====== Data extracts

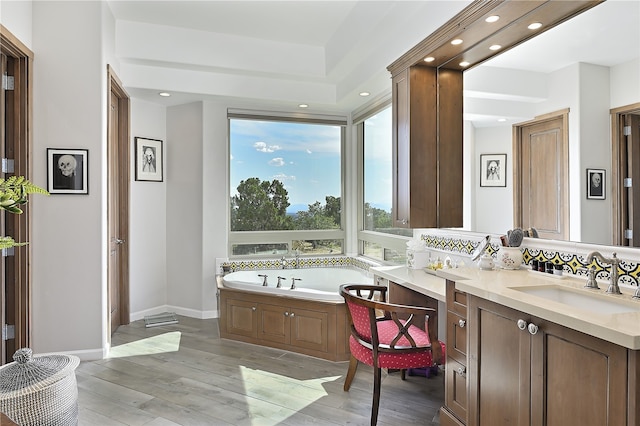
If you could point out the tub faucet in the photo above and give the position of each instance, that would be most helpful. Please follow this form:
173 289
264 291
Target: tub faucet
614 262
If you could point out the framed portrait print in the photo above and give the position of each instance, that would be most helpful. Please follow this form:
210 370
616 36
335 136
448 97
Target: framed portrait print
596 179
149 159
493 169
67 171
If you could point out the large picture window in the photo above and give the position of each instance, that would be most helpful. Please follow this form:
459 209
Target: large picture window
285 181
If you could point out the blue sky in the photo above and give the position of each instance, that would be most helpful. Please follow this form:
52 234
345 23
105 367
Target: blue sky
304 157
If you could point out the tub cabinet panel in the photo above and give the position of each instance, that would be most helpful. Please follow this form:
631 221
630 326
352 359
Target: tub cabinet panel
313 328
527 371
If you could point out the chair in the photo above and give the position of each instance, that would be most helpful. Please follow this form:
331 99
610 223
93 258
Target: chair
385 335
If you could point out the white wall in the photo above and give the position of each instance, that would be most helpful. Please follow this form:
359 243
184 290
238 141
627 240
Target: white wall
68 230
148 219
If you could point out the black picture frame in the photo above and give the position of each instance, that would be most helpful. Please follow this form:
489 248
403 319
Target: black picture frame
149 159
596 184
493 170
68 171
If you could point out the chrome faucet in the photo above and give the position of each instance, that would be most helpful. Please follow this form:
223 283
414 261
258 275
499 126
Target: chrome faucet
614 262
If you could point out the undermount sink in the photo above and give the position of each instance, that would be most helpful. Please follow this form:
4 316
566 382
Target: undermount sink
582 299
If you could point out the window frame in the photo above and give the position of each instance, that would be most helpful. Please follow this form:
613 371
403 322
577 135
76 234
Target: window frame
286 236
397 243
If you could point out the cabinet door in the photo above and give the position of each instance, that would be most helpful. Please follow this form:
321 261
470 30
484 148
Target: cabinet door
576 379
273 323
241 318
499 366
309 329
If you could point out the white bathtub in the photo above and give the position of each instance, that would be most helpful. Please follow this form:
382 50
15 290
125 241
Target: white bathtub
315 283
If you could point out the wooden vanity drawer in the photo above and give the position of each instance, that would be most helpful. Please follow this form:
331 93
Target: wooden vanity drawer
456 389
456 299
457 337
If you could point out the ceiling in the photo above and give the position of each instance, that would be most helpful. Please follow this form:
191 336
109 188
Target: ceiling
321 53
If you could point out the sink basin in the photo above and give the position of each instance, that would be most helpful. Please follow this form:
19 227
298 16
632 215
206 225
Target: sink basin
582 299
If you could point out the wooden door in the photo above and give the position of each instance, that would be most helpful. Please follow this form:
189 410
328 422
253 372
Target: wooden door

============

Task to carry out:
Could you please return the entries above exactly, minus the pictures?

Exercise response:
If you could point out the tub faucet in the photo above and give the position of each instance, that would be most helpful. Please follow this form:
173 289
264 291
Target: tub faucet
614 262
If you could point out the framed portrait print in the photo above and give the position of each instance, that would be most helpful. Please follow this form:
210 370
616 36
335 136
448 97
Target: framed portrait print
596 179
149 159
493 169
67 171
If you could point out the large picture window in the photo above and give the position of each instance, that would be most helpful. Please follow this form:
459 209
Target: large picture window
285 181
If you could point out the blue sky in the photo above and give the position of each instance, that would be most helpful. Please follow this form:
52 234
345 23
105 367
Target: blue sky
304 157
If you could point out the tub cabinet panel in the photo above and give the position of each instance, that would be most helpful. Please follow this form:
631 221
630 326
352 359
Target: tub cabinet panel
313 328
527 371
If you could point out the chair in the photo above and give the position of each instance, that would be most helpful. Please follow this form:
331 99
610 223
93 258
Target: chair
385 335
If you could point out the white wall in the photo above and give the position of each instance, that would be most helpful. Please follow this form:
359 243
184 290
238 141
627 240
Target: white wall
68 230
148 219
If you could point out the black picture frame in the photo above and give the position of each instance, that would be most helpful. Please follow this form:
489 248
403 319
Target: black picture frame
149 159
596 184
493 170
68 171
If you could point out the chrome faucet in the photo above and give the position of each instance, that would be most helpful. Please follow this form:
223 283
414 261
258 275
499 126
Target: chrome faucet
614 262
If you could point out the undermount sink in the photo above and give the position of each instance, that would be most helpful. Please follow this form:
4 316
566 382
Target: undermount sink
582 299
If you could point out the window frame in the photo above and give the position of each instance, that would be most helpful. Please follow this form:
613 371
403 322
577 135
76 234
Target: window frame
286 236
397 243
If you could point out the cabinet door in the photo above and give the position of each instance, that would be most helpful. Please follow this form:
321 261
470 30
484 148
Target: cabinet door
576 379
273 323
241 318
499 366
309 329
If you could point out the white bathtub in the photo above and give the position of each instance, that would be most helpful. Please follow this form:
382 50
15 290
125 241
Target: white bathtub
315 283
If you could point out the wooden vanity drawer in the photo above and give the position of each instance, that would be most helpful. Please follow this form:
331 93
Target: wooden vanity drawer
456 389
456 299
457 337
If you could point out the ceiling in the photo above and give the position of each instance, that would be most helpful. Please follow this form:
191 336
109 188
Target: ceiling
321 53
If you could point out the sink basin in the photo above and give the position of each instance, that would be most helpful. Please follow this form:
19 227
298 16
632 215
206 225
Target: sink basin
582 299
If you could point out the wooden door in the photo above and give the position of each instance, that would be most helpful. Please follow this form:
189 410
328 422
253 372
Target: wooden door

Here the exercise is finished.